> _Written task_: Count the lines in the items below that contain the word "concrete", and reply with that number only.

Stored data entries:
============

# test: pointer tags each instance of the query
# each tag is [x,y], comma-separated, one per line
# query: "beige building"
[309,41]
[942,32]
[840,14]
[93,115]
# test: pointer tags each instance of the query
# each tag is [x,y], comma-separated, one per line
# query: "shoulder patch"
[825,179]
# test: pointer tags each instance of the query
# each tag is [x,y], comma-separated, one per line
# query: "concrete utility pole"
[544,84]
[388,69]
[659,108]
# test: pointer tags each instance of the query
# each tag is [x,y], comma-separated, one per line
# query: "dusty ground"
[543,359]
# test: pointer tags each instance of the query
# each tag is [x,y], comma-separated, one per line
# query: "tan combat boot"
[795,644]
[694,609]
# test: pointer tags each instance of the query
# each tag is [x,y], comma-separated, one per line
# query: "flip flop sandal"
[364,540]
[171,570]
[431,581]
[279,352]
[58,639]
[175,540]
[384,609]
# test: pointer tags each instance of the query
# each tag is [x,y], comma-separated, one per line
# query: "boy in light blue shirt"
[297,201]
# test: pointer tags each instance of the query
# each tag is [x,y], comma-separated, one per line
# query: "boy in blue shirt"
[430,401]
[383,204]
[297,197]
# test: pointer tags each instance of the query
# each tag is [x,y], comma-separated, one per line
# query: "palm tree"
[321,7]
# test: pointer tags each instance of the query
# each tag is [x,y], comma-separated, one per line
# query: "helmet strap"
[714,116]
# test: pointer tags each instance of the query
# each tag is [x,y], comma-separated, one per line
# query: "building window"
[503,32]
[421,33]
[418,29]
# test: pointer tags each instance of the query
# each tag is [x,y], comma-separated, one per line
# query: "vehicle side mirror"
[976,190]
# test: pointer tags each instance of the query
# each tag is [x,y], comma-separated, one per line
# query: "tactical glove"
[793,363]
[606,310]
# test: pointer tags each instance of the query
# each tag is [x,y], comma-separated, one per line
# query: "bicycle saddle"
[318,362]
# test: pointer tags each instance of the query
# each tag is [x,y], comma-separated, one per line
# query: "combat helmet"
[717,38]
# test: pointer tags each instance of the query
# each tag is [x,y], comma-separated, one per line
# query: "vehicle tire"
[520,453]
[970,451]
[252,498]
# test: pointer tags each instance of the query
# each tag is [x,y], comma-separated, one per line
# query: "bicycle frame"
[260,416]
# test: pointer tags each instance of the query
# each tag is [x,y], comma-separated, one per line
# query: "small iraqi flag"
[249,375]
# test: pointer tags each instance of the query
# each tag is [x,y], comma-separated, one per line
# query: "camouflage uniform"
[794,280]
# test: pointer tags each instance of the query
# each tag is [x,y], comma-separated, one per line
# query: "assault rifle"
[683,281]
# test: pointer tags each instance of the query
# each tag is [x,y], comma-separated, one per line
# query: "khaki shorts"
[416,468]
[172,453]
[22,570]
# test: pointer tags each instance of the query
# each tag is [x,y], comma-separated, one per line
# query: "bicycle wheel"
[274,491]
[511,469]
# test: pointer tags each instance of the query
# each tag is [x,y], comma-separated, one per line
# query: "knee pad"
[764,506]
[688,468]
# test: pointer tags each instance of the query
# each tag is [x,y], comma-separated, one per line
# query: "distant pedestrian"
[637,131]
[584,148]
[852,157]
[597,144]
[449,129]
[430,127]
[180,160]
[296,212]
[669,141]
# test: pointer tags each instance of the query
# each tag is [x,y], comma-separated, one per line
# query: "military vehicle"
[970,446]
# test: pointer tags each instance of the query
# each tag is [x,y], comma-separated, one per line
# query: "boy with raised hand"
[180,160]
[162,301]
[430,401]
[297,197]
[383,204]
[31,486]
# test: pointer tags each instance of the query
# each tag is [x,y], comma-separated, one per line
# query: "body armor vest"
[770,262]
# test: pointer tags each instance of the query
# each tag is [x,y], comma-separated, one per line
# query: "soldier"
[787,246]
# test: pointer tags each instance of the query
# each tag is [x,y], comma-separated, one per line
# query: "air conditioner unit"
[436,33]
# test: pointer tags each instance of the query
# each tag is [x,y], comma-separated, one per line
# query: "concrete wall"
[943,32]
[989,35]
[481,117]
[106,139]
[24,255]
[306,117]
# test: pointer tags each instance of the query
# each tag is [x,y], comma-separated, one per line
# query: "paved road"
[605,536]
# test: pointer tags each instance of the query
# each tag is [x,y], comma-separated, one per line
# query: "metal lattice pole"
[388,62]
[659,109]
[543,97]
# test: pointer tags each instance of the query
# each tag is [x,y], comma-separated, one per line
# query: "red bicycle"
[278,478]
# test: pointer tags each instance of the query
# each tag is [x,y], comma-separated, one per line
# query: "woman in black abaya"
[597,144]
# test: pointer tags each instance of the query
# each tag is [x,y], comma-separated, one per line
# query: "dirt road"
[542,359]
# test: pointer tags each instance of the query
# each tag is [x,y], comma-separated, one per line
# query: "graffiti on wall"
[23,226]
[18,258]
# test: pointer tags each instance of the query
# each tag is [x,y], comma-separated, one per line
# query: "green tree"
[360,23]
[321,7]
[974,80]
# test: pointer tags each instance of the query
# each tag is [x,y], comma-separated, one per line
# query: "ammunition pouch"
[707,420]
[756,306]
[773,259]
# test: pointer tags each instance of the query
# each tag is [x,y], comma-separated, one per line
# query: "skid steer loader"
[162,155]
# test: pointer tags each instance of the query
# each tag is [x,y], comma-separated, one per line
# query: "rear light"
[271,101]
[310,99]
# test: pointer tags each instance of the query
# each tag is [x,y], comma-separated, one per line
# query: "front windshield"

============

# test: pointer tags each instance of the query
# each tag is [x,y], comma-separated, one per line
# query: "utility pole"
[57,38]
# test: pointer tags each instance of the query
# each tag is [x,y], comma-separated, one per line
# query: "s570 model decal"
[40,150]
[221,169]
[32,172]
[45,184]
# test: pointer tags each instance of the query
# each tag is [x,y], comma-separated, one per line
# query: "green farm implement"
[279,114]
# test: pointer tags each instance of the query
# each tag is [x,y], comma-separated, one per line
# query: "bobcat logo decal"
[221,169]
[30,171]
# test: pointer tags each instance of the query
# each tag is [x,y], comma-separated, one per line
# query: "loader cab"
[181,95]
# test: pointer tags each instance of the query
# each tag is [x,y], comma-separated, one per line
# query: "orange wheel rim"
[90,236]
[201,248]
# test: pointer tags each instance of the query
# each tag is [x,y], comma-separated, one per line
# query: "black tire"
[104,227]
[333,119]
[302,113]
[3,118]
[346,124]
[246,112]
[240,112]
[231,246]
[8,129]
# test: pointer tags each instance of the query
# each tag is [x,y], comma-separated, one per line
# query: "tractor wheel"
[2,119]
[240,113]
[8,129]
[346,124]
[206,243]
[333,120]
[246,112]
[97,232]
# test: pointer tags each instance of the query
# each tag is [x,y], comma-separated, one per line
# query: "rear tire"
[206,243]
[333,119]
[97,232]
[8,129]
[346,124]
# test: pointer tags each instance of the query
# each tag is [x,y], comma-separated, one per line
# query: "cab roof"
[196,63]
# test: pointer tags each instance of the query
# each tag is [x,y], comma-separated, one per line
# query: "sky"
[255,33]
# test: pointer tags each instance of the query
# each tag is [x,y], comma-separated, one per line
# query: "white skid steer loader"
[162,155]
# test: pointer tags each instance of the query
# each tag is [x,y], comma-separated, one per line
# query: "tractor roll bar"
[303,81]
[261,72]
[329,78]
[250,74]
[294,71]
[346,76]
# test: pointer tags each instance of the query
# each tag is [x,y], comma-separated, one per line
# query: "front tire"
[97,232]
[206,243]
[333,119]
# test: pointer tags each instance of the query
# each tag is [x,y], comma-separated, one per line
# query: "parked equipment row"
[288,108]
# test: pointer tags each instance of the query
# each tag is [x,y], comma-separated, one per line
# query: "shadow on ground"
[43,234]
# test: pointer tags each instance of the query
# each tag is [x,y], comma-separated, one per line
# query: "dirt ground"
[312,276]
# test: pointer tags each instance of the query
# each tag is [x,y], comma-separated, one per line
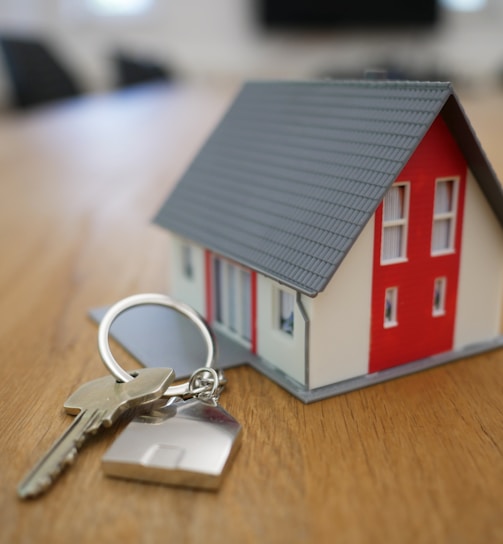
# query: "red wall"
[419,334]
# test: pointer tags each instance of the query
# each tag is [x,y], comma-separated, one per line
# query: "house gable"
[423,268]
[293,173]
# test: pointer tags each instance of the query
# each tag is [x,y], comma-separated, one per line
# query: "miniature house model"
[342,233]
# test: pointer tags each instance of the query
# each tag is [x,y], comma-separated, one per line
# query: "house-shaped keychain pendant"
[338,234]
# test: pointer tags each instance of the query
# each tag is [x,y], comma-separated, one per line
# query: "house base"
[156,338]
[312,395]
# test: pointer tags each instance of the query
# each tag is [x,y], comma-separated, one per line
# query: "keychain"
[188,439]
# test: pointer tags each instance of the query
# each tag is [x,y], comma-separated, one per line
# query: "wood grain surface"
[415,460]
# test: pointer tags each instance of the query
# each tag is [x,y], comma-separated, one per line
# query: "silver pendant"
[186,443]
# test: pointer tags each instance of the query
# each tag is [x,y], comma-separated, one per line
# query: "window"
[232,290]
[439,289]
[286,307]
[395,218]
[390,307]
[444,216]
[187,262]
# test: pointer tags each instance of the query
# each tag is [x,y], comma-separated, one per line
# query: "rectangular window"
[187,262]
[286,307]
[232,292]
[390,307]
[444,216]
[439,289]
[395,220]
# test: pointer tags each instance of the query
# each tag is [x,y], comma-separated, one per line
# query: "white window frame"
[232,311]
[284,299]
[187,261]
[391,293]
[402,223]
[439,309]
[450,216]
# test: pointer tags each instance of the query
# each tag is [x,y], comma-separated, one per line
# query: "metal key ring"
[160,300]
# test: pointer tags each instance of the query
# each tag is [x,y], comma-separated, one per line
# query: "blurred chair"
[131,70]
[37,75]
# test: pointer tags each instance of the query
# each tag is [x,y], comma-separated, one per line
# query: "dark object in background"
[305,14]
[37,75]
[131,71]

============

> _Exercise output_: 2